◆ Given task
Pictures aside, write out every record exactly as it appears.

◆ Material
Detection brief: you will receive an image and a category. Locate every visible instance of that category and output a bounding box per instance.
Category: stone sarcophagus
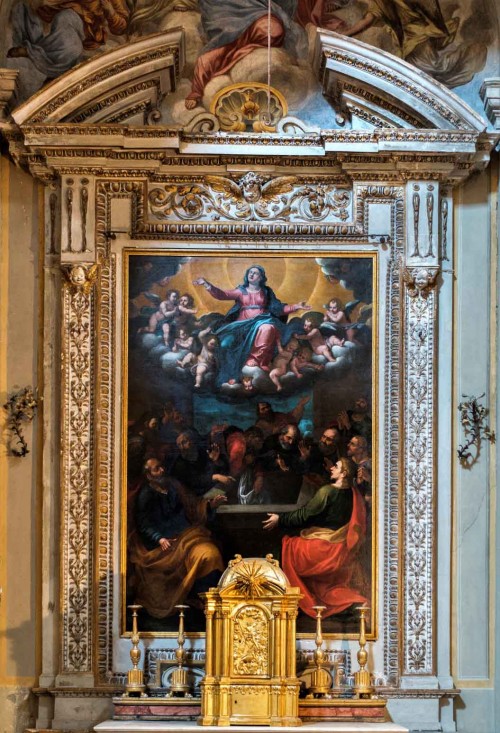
[198,555,301,726]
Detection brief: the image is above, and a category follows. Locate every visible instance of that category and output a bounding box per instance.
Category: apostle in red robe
[264,458,367,618]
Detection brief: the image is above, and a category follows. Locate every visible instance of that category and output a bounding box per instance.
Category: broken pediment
[5,28,486,134]
[12,28,184,126]
[315,29,486,132]
[0,28,494,180]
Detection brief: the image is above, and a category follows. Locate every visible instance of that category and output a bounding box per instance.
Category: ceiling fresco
[0,0,498,128]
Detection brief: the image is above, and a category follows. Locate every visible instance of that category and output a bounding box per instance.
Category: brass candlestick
[124,605,146,697]
[354,606,373,698]
[169,604,190,697]
[309,606,332,697]
[332,658,345,695]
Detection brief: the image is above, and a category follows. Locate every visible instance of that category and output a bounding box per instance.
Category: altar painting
[123,252,377,634]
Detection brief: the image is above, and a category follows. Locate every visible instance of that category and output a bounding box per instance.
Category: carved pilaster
[402,262,438,686]
[60,265,97,675]
[406,181,440,265]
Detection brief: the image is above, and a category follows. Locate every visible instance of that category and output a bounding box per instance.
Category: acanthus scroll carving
[62,280,93,672]
[148,177,352,222]
[233,607,269,675]
[404,288,437,674]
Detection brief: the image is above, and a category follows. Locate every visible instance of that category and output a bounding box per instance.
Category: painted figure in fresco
[340,0,486,87]
[172,326,194,358]
[170,430,233,498]
[269,338,302,392]
[129,458,226,618]
[7,0,130,79]
[255,395,311,438]
[263,458,367,618]
[194,265,310,384]
[335,395,372,444]
[294,318,335,361]
[186,0,302,109]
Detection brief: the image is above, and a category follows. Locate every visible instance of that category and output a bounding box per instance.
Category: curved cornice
[12,28,184,127]
[315,28,486,132]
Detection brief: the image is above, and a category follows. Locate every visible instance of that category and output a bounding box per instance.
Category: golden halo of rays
[141,254,360,316]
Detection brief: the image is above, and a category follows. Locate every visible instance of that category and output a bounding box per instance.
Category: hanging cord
[267,0,271,125]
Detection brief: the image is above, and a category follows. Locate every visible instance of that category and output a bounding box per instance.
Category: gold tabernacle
[198,555,301,726]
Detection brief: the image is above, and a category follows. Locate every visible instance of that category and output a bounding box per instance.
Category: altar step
[94,720,408,733]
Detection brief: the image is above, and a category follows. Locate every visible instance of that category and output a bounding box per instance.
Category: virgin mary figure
[194,265,311,386]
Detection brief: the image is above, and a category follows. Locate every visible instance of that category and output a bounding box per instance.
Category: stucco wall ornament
[3,387,40,458]
[210,82,288,132]
[402,267,439,298]
[149,177,352,221]
[457,392,496,468]
[62,264,99,295]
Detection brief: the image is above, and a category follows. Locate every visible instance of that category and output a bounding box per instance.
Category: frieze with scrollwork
[148,173,352,222]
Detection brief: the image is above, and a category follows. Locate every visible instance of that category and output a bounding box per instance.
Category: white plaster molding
[479,77,500,130]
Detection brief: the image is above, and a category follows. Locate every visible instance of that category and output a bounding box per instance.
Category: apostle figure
[264,458,367,618]
[129,458,226,618]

◆ Exercise output
Detection brief: you will receive an image and a category. Locate every visible instance of that category and output a bounding box per instance.
Category: stone sarcophagus
[198,555,301,726]
Detection brief: the image is above, and a category follows. Locate every visible instance of that category and output a bounding box per instance.
Category: apostle in red robe
[264,458,367,618]
Detection brief: the image is above, and a category follows. Locate every visible instance of that category and output a bounding box per instance.
Category: broken pediment
[5,28,486,134]
[12,28,184,126]
[315,29,486,132]
[0,28,494,180]
Detection brief: the image is above, and a category follows. Locate every visible instance of that category and output a bounding box per instance.
Category: ceiling fresco
[0,0,498,128]
Detection brief: the image is above, and a category follows. Locate every visible instance of that category and output a bounding box per instance.
Category: brass candlestick
[124,605,146,697]
[354,606,373,698]
[169,604,190,697]
[309,606,332,697]
[332,658,345,695]
Detection brief: the image is above, and a category follows. Locate every visible instance of that category and output a bounding box per instance.
Category: altar painting
[123,252,377,634]
Detection brief: the image is above, and a category follows. Locate every visible instance of that category and output a bounding box per instance.
Category: carved pilaster
[402,262,438,686]
[60,265,97,675]
[406,181,440,265]
Detection brief: the image is above, and a category follows. Locate every visible instance of that category and output a bounding box per instance.
Category: acanthus scroll carving
[62,280,93,672]
[148,177,352,222]
[233,607,269,675]
[404,288,437,674]
Detection brief: the image is above, and a category follows. Locate every visible instance of that category and output a bounding box per instance.
Category: painted figure in fresco
[340,0,486,87]
[172,326,194,358]
[170,430,233,498]
[269,338,302,392]
[129,458,226,618]
[7,0,130,79]
[255,395,311,438]
[263,458,367,618]
[194,265,310,384]
[335,395,372,444]
[294,318,335,361]
[186,0,302,109]
Detection brief: the image is above, and a category follows. Locate every visible instance of that category and output a bounding box per instance.
Category: curved cornice
[12,28,184,127]
[315,28,486,132]
Detection brief: the image is above, and a category follows. Locate every visible instance of that category and output a bounding box per instance.
Category: golden halo of rays
[141,254,360,316]
Detection brief: the image is above, and a category follows. Locate every visible instance of that category and output a bounding box per instance.
Category: hanging cord
[267,0,271,125]
Detection brief: the image is above, and a category follows. Locate every visible instance of that category and output a bounding box per instance.
Category: gold tabernacle
[198,555,301,726]
Detection brief: the image is above, and a category follows. Locate every visible instance of that category and output a bounding box per instance.
Category: altar step
[94,720,408,733]
Detection brief: the image is above, and a category follows. Locate every visible instance of that category and output a bounding box per instance.
Category: virgin mary figure
[194,265,311,386]
Detection brief: the image is above, and a category follows. Locate every visible instance of that category and output a bounding box per instance.
Category: stucco wall ornament
[3,387,40,458]
[210,82,288,132]
[402,267,439,298]
[149,177,352,221]
[457,392,496,468]
[62,264,99,295]
Detection brief: the image is above, and a category follows. Locate every visible instance of that category and output a bounding box per instance.
Category: frieze with scrollwork
[148,173,352,222]
Detection brief: the image is above, and a category follows. Locate every visible instance of that category and output a bounding box per instance.
Category: white plaster molding
[479,77,500,130]
Detection brief: the image is above, and a category follows. Locate every visible instance of that category and output a bounding box per instance.
Category: apostle figure
[264,458,367,618]
[129,458,226,618]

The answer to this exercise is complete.